### [Short task]
Rewrite the lines of the records below, changing every "instance" to "occurrence" and leaving everything else as it is.

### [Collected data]
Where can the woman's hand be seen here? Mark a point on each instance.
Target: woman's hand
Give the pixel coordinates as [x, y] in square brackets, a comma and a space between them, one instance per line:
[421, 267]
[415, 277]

### [Solution below]
Where can the woman's hand be seen here? Mark a point on each occurrence.
Target: woman's hand
Give the pixel coordinates as [x, y] in square brackets, a comma and a space between them, one occurrence per line:
[421, 267]
[415, 277]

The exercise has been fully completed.